EXERCISE TEXT:
= Beginning of Section =
Coughing up black stuff or mucus can be quite frightening, but it’s rarely harmful. You usually notice spitting black phlegm when you smoke a lot. However, you may cough up black mucus even if you are not a smoker. This usually happens if you inhale smoke or have some underlying medical conditions. It is therefore a good idea to consult your doctor if you’re coughing up black mucus.Keep reading to learn more about the underlying causes and some treatment options to get rid of your symptoms.
Why Do I Cough up Black Stuff?
The mucus you expel from your body during a sneeze or cough is phlegm which can be of different colors. The color of your phlegm helps a lot in determining your overall health. In some cases, your black phlegm is the outcome of food particles tainting your mucus, but it may also happen due to certain infections. Here are some of the most common causes of coughing up black stuff.
1. Ingesting Dark Foods
One of the most common causes of coughing up black phlegm is ingesting something dark or black. It’s usually the case in children. You may see them cough up black stuff after eating licorice or chocolate. Tiny particles of chocolates and other dark foods can stick to your mucus and change its color.
2. Inhaling Dirt and Dust
If you spend a lot of time working in dirt and dust, you may end up coughing up black stuff. Small dirt particles can stick to your mucus and taint it.
3. Smoking Heavily
Smoke inhalation is yet another common cause of coughing up black phlegm. This usually happens in case you’ve been smoking heavily. Moderate smoking may make your phlegm to turn brown or yellow, but it turns black if you’re a heavy smoker. The color of your phlegm also turns black if you smoke drugs such as marijuana or cocaine.
4. Working as Firefighters or Coal Miners
Inhaling a very large amount of smoke can change the color of your phlegm and often represents a serious medical problem. You can also find most firefighters with this type of respiratory problem. This often leads to something known as black lung disease.
5. Contracting Certain Fungal Infections
Sometimes a fungal infection may be the reason behind your condition. Mucormycosis and Aspergillosis are two fungal infections of the lungs that can make you cough up black phlegm. Your black mucus may also be the indication that you have developed a pneumonia that is triggered by fungal organisms. These are rare conditions though and usually affect people with compressed immune system.
How to Relieve Coughing up Black Stuff
Here is what you can do about your condition.
1. Clear Black Mucus
Expelling black mucus is the way to get rid of it. You may drink more water than usual to make it easier for you to expel mucus. Also, breathe deeply when coughing to get mucus out of your respiratory passages. Inhaling steam can help loosen thick mucus and you can then expel it by coughing. Similarly, nasal rinse helps eliminate black stuff from your nose, which involves flushing a saline solution and sterile water through sinuses.
= End of Section =
WORK ORDER: Write out the passage from the text on coughing up black phlegm, beginning at the words "2. Inhaling Dirt" and stopping after the words "and taint it.".

DATA EXTRACTS:
= Beginning of Section =
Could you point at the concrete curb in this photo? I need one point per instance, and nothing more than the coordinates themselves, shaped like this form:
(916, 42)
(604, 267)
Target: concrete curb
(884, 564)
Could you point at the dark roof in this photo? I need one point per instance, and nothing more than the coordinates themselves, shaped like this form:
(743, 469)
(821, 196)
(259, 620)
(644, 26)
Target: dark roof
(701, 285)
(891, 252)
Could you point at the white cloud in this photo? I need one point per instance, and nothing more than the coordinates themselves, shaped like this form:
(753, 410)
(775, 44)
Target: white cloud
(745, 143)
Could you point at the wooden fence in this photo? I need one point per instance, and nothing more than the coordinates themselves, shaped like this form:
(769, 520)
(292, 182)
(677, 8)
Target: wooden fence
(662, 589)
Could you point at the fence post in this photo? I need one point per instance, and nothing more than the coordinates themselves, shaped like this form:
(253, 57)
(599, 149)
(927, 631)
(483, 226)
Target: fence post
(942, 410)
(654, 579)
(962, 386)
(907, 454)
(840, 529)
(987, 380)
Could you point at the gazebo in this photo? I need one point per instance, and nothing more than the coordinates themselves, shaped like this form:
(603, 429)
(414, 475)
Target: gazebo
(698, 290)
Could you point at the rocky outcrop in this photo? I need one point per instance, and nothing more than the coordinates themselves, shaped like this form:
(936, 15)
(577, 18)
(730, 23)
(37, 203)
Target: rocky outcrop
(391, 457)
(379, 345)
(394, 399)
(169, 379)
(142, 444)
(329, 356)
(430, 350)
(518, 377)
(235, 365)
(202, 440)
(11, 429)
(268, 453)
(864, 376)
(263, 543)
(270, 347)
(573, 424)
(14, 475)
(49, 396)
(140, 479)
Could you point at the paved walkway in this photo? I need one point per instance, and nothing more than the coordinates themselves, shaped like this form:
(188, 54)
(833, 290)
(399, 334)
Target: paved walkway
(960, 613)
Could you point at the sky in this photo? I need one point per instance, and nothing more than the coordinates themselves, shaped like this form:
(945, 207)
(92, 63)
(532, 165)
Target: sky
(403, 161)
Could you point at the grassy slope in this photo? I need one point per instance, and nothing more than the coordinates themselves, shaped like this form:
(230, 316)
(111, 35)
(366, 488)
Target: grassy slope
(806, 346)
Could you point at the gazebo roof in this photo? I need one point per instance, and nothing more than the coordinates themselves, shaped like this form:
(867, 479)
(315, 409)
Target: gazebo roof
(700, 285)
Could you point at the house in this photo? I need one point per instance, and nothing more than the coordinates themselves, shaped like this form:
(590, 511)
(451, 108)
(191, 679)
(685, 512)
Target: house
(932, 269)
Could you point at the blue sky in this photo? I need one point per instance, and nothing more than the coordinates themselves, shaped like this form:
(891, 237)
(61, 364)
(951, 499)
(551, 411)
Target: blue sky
= End of Section =
WRITTEN ANSWER:
2. Inhaling Dirt and Dust
If you spend a lot of time working in dirt and dust, you may end up coughing up black stuff. Small dirt particles can stick to your mucus and taint it.